*Extract provided*:
A graph is bipartite if and only if it has no odd cycles.
Proof:$(\implies)$
Let us assume that a graph $G$ is bipartite. From Lemma 5.3.1, we know that an odd cycle is not bipartite. Thus, we know that graph $G$ can not have odd cycles.
Hence Proved.
$(\impliedby)$
We need to prove that If a graph has no odd cycles, then it is bipartite.
We can alternatively also prove the contrapositive: If a graph is not bipartite, then it has an odd cycle.
Let us assume that the graph $G$ is not bipartite. Since the graph $G$ is not bipartite, at least one of its components $H$ is not bipartite. Since $H$ is a component (is connected), we know that there exists a spanning tree $T$ inside $H$. We know that trees are bipartite, so we can create a bipartition $A, B$ of $T$. Since $H$ is not bipartite, we know that $(A, B)$ is not a bipartition of $H$. Thus, we know that there exists an edge $u, v$ in $H$ such that both $u$ and $v$ are in $A$ or both are in $B$. Since we can swap when needed, let us take $A$ for now.
Since $T$ is spanning and connected, there must exist a $u, v$ path $P$ in $T$ of the form $u, x_1, x_2, x_3, \dots, x_n, v$. Note that since $u$ is in the partition $A$ and $T$ is bipartite, $x_1, x_2, x_3, \dots, x_n$ must alternate between $B$ and $A$. We can also notice that all $x_i$ where $i$ is even are in $A$ and all $x_i$ where $i$ is odd are in $B$. Since $v$ is in $A$, we know that $x_n$ must be in $B$. Thus, $n$ is odd! Adding $u$ and $v$, the $u, v$ path comes out to have $n + 2$ vertices (which is also odd).
Now, consider the cycle created by $P$ and the edge $uv$. This cycle would look something like this: $u, x_1, x_2, \dots, x_n, v, u$. Since $n$ is odd, we know that the cycle has even vertices, and is thus of odd length. Thus, the graph has an odd cycle. Hence Proved.
Planar Graphs
A graph $G$ is planar if it has a drawing in the plane so that its edges intersect only at their ends, and so that no two vertices coincide. The actual drawing is called a planar embedding of $G$, or a planar map
Face
A face of a planar embedding is a connected region on the plane (not separated by the edges).
Boundary
A boundary of a face is a subgraph of all vertices and edges that touch the face. Two faces are adjacent if they share at least one edge in their boundaries.
Boundary Walk
For a connected planar embedding, the boundary walk of a face is a closed walk once around the perimeter of the face boundary. The degree of a face is $f$ is the length of its boundary walk, denoted by $deg(f)$.

*Items*:
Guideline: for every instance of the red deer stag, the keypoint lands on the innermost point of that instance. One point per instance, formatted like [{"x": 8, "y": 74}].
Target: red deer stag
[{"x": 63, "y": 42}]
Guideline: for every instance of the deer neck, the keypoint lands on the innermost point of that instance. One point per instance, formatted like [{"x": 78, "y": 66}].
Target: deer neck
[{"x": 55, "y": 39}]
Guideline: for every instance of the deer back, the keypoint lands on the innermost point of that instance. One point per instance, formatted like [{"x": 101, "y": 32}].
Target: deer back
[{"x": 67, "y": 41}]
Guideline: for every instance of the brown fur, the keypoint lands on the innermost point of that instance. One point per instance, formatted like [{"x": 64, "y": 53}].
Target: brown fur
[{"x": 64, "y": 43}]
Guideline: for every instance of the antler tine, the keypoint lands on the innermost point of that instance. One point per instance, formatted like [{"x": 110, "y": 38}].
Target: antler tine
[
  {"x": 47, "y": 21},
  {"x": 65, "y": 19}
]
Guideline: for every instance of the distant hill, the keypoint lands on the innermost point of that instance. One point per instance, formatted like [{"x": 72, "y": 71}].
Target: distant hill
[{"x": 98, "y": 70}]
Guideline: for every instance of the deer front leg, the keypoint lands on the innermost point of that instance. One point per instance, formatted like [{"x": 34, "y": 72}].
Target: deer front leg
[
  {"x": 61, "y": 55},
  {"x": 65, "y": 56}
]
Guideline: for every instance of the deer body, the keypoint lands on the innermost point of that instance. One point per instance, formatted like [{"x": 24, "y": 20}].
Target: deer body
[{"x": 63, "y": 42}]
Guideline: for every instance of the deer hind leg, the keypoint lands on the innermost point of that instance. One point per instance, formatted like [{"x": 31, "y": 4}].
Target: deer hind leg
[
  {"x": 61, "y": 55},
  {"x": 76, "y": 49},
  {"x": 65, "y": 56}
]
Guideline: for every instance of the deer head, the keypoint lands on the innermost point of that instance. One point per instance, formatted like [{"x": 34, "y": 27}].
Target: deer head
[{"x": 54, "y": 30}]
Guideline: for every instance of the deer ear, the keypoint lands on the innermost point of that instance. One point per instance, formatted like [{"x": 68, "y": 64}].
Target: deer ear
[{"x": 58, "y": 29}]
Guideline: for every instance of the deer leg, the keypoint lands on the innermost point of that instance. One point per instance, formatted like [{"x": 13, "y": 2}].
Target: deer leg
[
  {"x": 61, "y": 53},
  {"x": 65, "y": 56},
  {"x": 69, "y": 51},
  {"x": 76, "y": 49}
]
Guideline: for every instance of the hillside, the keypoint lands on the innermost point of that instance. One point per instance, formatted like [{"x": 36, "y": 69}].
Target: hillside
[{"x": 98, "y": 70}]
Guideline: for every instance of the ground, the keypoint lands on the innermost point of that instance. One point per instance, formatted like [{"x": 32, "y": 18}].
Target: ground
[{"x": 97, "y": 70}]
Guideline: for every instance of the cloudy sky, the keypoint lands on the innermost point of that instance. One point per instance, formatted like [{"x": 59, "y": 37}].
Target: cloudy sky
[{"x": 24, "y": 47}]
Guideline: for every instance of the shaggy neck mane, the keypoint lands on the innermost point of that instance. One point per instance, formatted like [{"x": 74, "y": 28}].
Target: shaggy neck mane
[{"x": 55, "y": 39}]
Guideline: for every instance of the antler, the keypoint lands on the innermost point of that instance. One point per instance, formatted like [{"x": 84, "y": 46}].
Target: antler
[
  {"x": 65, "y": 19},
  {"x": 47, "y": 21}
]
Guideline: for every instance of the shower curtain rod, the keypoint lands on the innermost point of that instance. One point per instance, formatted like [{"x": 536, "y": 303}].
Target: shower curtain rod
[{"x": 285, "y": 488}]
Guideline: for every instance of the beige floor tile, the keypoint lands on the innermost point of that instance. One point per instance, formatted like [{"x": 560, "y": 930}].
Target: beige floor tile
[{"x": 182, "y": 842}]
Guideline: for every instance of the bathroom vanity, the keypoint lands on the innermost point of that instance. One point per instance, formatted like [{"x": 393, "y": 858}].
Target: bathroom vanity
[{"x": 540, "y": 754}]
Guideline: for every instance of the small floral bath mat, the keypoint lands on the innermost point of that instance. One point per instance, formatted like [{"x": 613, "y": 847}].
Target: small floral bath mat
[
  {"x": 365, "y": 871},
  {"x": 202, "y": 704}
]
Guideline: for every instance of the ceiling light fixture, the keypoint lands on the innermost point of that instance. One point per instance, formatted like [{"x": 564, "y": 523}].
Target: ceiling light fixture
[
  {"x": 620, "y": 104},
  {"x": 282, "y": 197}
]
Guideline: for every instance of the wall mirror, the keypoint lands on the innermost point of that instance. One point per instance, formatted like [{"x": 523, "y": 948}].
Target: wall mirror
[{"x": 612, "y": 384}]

*Task instructions*:
[1] Answer these from the graph theory notes, one line each:
(a) From which lemma do the notes take the fact that an odd cycle is not bipartite?
(b) What other name do the notes give for a planar embedding of $G$?
(c) When are two faces adjacent?
[2] Carry on the graph theory notes from their last line, keeping the same heading-and-definition style.

*Answers to the exercise*:
[1]
(a) Lemma 5.3.1.
(b) A planar map.
(c) When they share at least one edge in their boundaries.

[2]
Note: If $G$ is not connected, the boundary walk may be disconnected. If so, we take a boundary walk around each component and sum them up to get its degree.
Faceshaking Lemma
Let $G$ be a planar graph with a planar embedding where $F$ is the set of all faces. Then, $$\sum_{f \in F} \deg(f) = 2|E(G)|$$
Proof:
Each edge contributes two to the sum of face degrees, one for each side of the edge.
Corollary 7.1.3.
If the connected graph $G$ has a panar embedding with $f$ faces, the average degree of a face in the embedding is $$ \frac{2E|G|}{f} $$
Lemma
In a planar embedding, $e$ is a bridge if and only if the two sides of $e$ are in the same face.
Jordan Curve Theorem
Every planar embedding of a cycle separates the plane into two parts, one on the inside, and one on the outside.
Euler's Formula
Let $G$ be a connected planar graph with $n$ vertices and $m$ edges. Consider a planar embedding of $G$ with $s$ faces. Then, $$n - m + s = 2$$Consequence: For any planar embedding with $s$ faces, $s = 2 - n + m$.
$n$, $m$ are constant for a graph.
Proof:
We fix the number of vertices $n$. We prove by induction on the number of edges $m$.
Base Case:
The graph is connected, so it has a spanning tree which has $n - 1$ edges. Thus, our base case is $m = n - 1$. A connected graph with $n - 1$ edges is a Tree. Any planar embedding of a tree has $1$ face. Thus, $s = 1$. So, $n - m + s = n - (n - 1) + 1 = 2$.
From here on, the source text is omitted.